(Image point annotation entries)
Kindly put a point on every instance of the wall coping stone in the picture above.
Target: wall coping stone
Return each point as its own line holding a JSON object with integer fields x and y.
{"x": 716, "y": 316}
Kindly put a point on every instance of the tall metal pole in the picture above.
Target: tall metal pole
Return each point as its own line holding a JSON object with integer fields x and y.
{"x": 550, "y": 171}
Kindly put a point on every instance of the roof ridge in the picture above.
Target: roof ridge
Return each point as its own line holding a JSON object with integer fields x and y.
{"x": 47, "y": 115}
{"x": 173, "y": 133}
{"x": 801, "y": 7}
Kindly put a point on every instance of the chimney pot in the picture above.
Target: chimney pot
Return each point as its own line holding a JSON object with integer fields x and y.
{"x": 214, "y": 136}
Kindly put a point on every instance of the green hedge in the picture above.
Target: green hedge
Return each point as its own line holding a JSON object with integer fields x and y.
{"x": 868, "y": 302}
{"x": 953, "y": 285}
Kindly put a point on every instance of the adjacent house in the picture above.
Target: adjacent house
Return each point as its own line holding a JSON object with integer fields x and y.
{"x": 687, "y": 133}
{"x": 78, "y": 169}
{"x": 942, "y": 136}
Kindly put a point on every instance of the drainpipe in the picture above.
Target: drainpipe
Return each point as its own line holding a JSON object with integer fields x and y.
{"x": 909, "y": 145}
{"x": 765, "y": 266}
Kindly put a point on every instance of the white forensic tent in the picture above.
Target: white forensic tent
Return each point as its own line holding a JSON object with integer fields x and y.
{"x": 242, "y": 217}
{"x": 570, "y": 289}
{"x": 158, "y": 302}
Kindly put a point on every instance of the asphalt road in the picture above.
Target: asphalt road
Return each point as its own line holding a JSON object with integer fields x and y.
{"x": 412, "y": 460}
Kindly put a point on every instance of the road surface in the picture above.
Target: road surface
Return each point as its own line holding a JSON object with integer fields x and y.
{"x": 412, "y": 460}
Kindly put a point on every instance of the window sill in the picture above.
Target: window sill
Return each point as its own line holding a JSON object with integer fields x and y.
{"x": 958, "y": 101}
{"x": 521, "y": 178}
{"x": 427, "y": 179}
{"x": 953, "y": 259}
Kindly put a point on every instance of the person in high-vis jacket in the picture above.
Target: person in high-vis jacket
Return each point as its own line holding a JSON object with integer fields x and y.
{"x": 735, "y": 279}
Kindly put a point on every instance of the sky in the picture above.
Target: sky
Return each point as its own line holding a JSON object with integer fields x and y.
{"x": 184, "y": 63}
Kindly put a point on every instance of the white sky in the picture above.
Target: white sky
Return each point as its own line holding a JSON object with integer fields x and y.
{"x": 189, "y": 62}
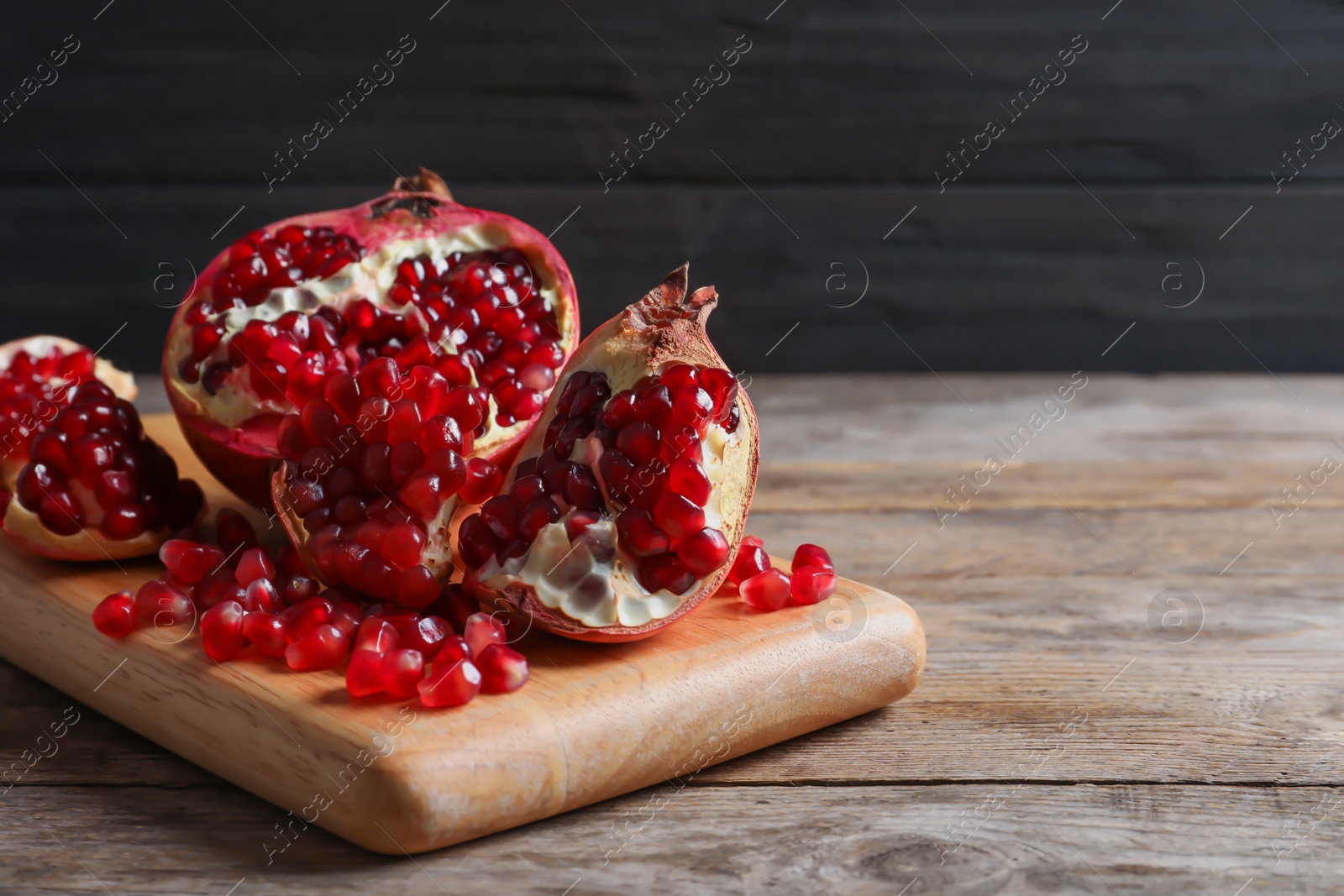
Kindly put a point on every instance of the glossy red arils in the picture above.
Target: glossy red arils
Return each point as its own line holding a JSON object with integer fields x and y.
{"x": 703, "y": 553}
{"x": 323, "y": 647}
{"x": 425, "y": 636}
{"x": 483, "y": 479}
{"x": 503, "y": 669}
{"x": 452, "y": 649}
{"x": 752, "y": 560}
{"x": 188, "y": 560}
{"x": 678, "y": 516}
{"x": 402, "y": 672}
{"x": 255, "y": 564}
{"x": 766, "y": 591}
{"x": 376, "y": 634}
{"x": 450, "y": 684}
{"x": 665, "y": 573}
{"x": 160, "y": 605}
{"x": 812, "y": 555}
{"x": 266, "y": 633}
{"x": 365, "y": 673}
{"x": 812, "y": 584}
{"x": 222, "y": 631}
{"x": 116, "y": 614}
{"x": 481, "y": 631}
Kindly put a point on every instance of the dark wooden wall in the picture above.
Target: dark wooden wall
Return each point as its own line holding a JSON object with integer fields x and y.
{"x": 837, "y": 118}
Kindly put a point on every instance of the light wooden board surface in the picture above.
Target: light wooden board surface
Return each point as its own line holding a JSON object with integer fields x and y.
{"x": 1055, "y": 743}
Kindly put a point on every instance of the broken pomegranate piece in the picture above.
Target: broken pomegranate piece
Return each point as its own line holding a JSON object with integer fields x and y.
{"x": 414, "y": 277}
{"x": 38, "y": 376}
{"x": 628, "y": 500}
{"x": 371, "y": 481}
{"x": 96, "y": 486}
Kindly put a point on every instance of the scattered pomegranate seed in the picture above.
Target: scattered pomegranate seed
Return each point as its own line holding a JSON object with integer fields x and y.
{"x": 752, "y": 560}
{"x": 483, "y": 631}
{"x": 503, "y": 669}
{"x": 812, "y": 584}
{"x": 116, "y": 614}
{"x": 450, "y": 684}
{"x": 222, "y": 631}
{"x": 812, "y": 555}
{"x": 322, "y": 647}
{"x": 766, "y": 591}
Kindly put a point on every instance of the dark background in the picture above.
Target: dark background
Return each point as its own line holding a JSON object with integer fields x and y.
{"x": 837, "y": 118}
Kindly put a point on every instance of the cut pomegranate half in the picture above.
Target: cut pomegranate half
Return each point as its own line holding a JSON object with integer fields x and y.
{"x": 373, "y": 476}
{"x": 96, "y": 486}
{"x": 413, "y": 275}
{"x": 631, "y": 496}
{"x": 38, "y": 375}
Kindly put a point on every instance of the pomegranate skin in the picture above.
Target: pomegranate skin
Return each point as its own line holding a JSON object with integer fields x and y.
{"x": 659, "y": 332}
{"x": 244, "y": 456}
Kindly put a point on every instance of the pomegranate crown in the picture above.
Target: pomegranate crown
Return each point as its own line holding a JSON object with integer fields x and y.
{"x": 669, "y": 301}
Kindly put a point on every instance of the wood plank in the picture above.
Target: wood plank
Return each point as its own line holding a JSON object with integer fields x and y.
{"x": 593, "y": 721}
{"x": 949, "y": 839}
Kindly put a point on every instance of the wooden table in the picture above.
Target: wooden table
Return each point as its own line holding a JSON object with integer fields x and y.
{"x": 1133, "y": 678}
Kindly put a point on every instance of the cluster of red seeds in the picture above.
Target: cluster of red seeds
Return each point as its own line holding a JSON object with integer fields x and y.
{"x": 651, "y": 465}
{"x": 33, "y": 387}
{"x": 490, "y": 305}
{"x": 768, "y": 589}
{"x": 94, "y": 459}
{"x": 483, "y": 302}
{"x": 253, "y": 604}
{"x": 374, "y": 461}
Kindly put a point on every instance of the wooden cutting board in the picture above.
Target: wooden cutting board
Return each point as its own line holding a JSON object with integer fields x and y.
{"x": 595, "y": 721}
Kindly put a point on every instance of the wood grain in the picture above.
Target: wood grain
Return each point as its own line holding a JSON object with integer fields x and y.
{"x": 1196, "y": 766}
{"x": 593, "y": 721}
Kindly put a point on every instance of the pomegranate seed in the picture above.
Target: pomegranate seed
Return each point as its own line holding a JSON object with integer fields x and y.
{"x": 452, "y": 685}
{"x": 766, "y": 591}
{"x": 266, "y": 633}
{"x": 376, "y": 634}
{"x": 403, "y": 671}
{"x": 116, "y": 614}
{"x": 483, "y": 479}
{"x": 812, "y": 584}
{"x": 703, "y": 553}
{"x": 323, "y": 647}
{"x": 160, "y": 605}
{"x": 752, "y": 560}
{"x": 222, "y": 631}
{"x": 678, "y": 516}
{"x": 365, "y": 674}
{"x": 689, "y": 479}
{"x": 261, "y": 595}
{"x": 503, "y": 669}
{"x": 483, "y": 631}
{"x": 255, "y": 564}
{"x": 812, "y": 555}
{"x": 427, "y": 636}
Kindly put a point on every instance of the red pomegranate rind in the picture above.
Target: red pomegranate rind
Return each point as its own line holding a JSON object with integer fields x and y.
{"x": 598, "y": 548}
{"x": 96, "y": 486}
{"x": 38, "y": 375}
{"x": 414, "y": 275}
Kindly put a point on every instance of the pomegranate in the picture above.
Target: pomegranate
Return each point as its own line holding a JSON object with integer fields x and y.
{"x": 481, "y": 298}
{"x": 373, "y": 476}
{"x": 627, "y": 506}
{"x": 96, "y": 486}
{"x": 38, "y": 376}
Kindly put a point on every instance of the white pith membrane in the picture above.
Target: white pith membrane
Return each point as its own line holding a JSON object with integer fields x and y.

Task requirements:
Repeat precisely the lines of the data starting at the one containing "Kindly put a point on every instance of the pomegranate seed", last line included.

Output:
Kindly put a point on every instance of the pomegranate seed in the picture above.
Target: pomegranate seed
Return each point as its own line holding a JSON object with integer fields x and y.
{"x": 452, "y": 685}
{"x": 766, "y": 591}
{"x": 266, "y": 633}
{"x": 376, "y": 634}
{"x": 403, "y": 671}
{"x": 116, "y": 614}
{"x": 483, "y": 479}
{"x": 812, "y": 584}
{"x": 703, "y": 553}
{"x": 323, "y": 647}
{"x": 160, "y": 605}
{"x": 752, "y": 560}
{"x": 222, "y": 631}
{"x": 678, "y": 516}
{"x": 365, "y": 674}
{"x": 689, "y": 479}
{"x": 261, "y": 595}
{"x": 503, "y": 669}
{"x": 483, "y": 631}
{"x": 255, "y": 564}
{"x": 812, "y": 555}
{"x": 427, "y": 636}
Kindly put a point on every instance of the red pomegranate rind in the picture above.
Target: red pomegranate rind
Return each point as its own line holding a JSON object with integer fields x and y.
{"x": 598, "y": 548}
{"x": 96, "y": 486}
{"x": 38, "y": 375}
{"x": 414, "y": 275}
Kindly put a point on every instance of the pomegranate in the picture above.
Target: pomegranate
Return each point as its own line holding a JSON object with integer fields x and y.
{"x": 481, "y": 298}
{"x": 373, "y": 476}
{"x": 627, "y": 506}
{"x": 96, "y": 486}
{"x": 38, "y": 376}
Kindly put a point on every instance of the white pith membrane in the picture above.
Target: white pith membrane
Return each point as its own line holding a JSON object with integer fields x and y.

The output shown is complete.